#### INSTRUCCIONES:
[a] Según el texto sobre Trump y las universidades, ¿qué cargo sueco ha afirmado que los investigadores "perseguidos" de Estados Unidos podrían encontrar refugio en Suecia?
[b] Transcribe literalmente el fragmento del texto sobre Trump y las universidades que va de "Pocas acciones de" a "universidades como Harvard.".

#### TEXTO CITADO:

-- -- --

Pocas acciones de la Casa Blanca trumpiana han suscitado tanta atención como la batalla del presidente contra las instituciones culturales ideológicamente corrompidas, principalmente las universidades. Dado que el establishment mediático y los movimientos progresistas de Europa han concedido en gran medida la derrota a los nacionalistas en lo que respecta a la inmigración, los focos de crítica hacia Trump en su segundo mandato se han desplazado hacia ámbitos que siguen siendo objeto de disputa entre liberales y conservadores. El principal tema de crítica quizá sean, por supuesto, los aranceles de Trump, pero también se ha informado ampliamente en Europa sobre su desfinanciación y sus exigencias a universidades como Harvard.
La obsesión por la cuestión universitaria es comprensible en gran parte de Europa, donde la enseñanza superior está en gran medida controlada públicamente mediante la propiedad estatal u otras estructuras indirectamente públicas. Cuando Donald Trump amenaza con retirar las inversiones federales en instituciones como Harvard, golpea especialmente fuerte en Europa, donde el concepto de que la educación y la investigación queden en manos de intereses privados es más ajeno que en EEUU.
Muchos comentaristas de las exigencias de Trump hacia la enseñanza superior han pronosticado una fuga de cerebros de Estados Unidos, y que es Europa quien podría supuestamente beneficiarse de ello. En Suecia, el ministro de Educación ha expresado en repetidas ocasiones, tanto implícita como explícitamente, que los investigadores “perseguidos” de Estados Unidos podrían encontrar un refugio en Suecia, y contribuir aquí al desarrollo y al enriquecimiento (qué tipo de refugiados científicos cabe esperar del desalojo de woke menos importante para los políticos que se apuntan a la virtud).
Otros han señalado que, como Harvard y otras instituciones están empantanadas en conflictos con el gobierno federal, las mejores universidades chinas podrían crecer a su costa, destronando a Estados Unidos y colocando a China en el primer puesto del desarrollo tecnológico y científico mundial.
Todas estas especulaciones son, por supuesto, desmoralizadoras para quienes creen que en el centro del enfrentamiento de Trump con las universidades hay una cuestión importante: que las universidades promueven una ideología radical antioccidental y están socavando política y culturalmente los valores conservadores de la sociedad.
Es desde las universidades de Estados Unidos desde donde la peligrosa política de la identidad se filtró en el intelectualismo occidental, y en las instituciones públicas y los gobiernos. Políticos, jueces, abogados y empresarios son, en gran medida, antiguos alumnos de estas prestigiosas torres de marfil, que llevan décadas reproduciendo una ideología destructiva. Esto incluye la “justicia social” racializada e informada por el género, las jerarquías de “opresión” y los sentimientos que, en el mejor de los casos, abogan por la irreverencia y, en el peor, por el odio hacia los europeos nativos y los americanos blancos.

-- -- --

#### MATERIAL PROPORCIONADO:
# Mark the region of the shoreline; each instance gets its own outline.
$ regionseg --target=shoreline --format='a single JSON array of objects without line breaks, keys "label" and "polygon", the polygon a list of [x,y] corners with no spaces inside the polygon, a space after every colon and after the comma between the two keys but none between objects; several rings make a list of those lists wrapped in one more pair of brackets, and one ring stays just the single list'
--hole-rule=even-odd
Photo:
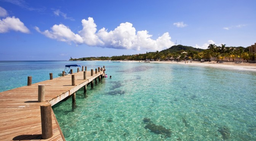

-- -- --

#### SOLUCIONES POR TAREA:
[a] El ministro de Educación de Suecia.

[b]
Pocas acciones de la Casa Blanca trumpiana han suscitado tanta atención como la batalla del presidente contra las instituciones culturales ideológicamente corrompidas, principalmente las universidades. Dado que el establishment mediático y los movimientos progresistas de Europa han concedido en gran medida la derrota a los nacionalistas en lo que respecta a la inmigración, los focos de crítica hacia Trump en su segundo mandato se han desplazado hacia ámbitos que siguen siendo objeto de disputa entre liberales y conservadores. El principal tema de crítica quizá sean, por supuesto, los aranceles de Trump, pero también se ha informado ampliamente en Europa sobre su desfinanciación y sus exigencias a universidades como Harvard.